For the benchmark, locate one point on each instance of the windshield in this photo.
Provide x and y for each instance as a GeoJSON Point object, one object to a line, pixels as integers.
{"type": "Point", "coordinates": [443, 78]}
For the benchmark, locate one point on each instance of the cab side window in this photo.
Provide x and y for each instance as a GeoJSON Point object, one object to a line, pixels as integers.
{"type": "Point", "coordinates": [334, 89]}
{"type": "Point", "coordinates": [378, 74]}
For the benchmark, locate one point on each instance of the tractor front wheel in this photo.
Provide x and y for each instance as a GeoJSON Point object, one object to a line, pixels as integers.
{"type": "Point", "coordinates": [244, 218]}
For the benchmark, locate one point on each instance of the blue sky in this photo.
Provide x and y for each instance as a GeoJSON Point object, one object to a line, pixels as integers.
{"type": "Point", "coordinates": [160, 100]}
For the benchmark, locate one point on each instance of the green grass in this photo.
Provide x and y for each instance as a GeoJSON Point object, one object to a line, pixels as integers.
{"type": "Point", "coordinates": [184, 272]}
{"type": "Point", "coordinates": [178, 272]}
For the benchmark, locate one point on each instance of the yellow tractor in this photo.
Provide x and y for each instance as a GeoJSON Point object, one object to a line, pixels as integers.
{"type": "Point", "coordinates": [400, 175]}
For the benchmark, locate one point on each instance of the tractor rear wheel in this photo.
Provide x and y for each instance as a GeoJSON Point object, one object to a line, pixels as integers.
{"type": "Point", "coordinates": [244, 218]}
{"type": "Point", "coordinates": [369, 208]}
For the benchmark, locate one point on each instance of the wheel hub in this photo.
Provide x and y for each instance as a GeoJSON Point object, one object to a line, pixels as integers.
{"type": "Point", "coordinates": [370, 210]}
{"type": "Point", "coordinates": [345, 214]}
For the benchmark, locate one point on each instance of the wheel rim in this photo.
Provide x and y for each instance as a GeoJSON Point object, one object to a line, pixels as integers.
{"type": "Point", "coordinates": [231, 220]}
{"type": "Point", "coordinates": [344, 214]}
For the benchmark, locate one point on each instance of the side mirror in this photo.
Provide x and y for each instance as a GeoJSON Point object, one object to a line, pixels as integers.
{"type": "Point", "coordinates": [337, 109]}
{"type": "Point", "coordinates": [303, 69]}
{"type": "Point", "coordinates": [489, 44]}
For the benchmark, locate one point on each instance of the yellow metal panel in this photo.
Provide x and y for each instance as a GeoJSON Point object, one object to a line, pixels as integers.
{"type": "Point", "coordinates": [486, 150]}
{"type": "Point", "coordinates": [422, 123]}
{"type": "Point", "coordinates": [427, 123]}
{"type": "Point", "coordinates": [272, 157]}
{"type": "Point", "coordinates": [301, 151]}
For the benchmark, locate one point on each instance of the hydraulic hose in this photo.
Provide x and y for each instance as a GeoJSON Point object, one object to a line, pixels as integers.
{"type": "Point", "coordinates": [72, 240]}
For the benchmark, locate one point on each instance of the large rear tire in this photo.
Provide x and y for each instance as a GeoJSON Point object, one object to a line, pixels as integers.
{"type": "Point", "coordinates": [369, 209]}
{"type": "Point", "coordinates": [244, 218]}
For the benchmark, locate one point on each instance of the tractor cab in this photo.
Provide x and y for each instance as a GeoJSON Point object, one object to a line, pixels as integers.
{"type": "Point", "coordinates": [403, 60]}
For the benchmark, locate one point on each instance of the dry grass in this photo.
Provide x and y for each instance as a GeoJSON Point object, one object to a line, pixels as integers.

→ Exercise
Write out every entry word for word.

→ Answer to this problem
For the benchmark, locate one point on each instance of the windshield in this photo.
Provide x and y for each instance as a GeoJSON Point object, one object to a line, pixels as integers.
{"type": "Point", "coordinates": [443, 78]}
For the benchmark, locate one point on each instance of the cab side window in this photo.
Provide x and y for each instance as a GeoJSON Point object, one object to a line, pixels as integers.
{"type": "Point", "coordinates": [334, 89]}
{"type": "Point", "coordinates": [378, 74]}
For the benchmark, locate one point on each instance of the tractor front wheel in this photo.
Provide x and y for each instance as a GeoJSON Point object, one object to a line, pixels as integers.
{"type": "Point", "coordinates": [244, 218]}
For the benchmark, locate one point on each instance of the blue sky in this photo.
Provide x and y for each instance as a GeoJSON Point object, one object to a line, pixels as integers.
{"type": "Point", "coordinates": [160, 100]}
For the benchmark, locate one point on each instance of the green grass in this photo.
Provide x and y for each instance as a GeoJSON Point object, one object to a line, pixels as integers.
{"type": "Point", "coordinates": [184, 272]}
{"type": "Point", "coordinates": [178, 272]}
For the benchmark, locate one point on each instance of the yellow tractor in this photo.
Provide x and y for each instance as a GeoJSON Point object, one object to a line, pixels as integers.
{"type": "Point", "coordinates": [400, 175]}
For the benchmark, locate one point on each instance of the tractor rear wheel in this photo.
Provide x and y for each instance as a GeoJSON Point object, one object to a line, pixels as integers.
{"type": "Point", "coordinates": [244, 218]}
{"type": "Point", "coordinates": [369, 208]}
For the benchmark, locate one point on each instance of the wheel hub in this photo.
Provide x and y for each instance as a GeoJSON Point object, one object to a line, pixels as integers.
{"type": "Point", "coordinates": [370, 210]}
{"type": "Point", "coordinates": [345, 214]}
For the benchmark, locate one point on each instance of the wheel rim in this photo.
Provide x and y for each instance as a GeoJSON Point object, one object to a line, pixels as integers.
{"type": "Point", "coordinates": [231, 220]}
{"type": "Point", "coordinates": [344, 214]}
For the benchmark, locate one point on each instance of the side mirror in this photo.
Provide x and y for each instance as a GeoJSON Point object, one object to a line, pixels as integers.
{"type": "Point", "coordinates": [337, 109]}
{"type": "Point", "coordinates": [303, 69]}
{"type": "Point", "coordinates": [489, 44]}
For the benchmark, locate one point on each instance of the yellow metal panel in this photo.
Provide x and y for each instance as a GeoJSON Point object, one object to a line, pixels as integers.
{"type": "Point", "coordinates": [486, 150]}
{"type": "Point", "coordinates": [422, 123]}
{"type": "Point", "coordinates": [427, 123]}
{"type": "Point", "coordinates": [272, 157]}
{"type": "Point", "coordinates": [301, 151]}
For the benchmark, locate one point on each instance of the hydraulic hose in this photo.
Provide x and y for each instance as a GeoJSON Point object, one object to a line, pixels as integers.
{"type": "Point", "coordinates": [72, 240]}
For the benchmark, locate one point on each instance of the large rear tire in this photo.
Provide x and y for each instance as a GeoJSON Point object, one object to a line, pixels as integers.
{"type": "Point", "coordinates": [369, 209]}
{"type": "Point", "coordinates": [244, 218]}
For the benchmark, locate one point on each instance of the tractor cab in this photo.
Provide x and y for each instance as a GeoJSON Point object, one object to a line, pixels as integers.
{"type": "Point", "coordinates": [403, 60]}
For the benchmark, locate one point on each instance of the dry grass in this photo.
Provide x and y for each instance as a GeoJSON Point object, one object to a line, pixels as integers.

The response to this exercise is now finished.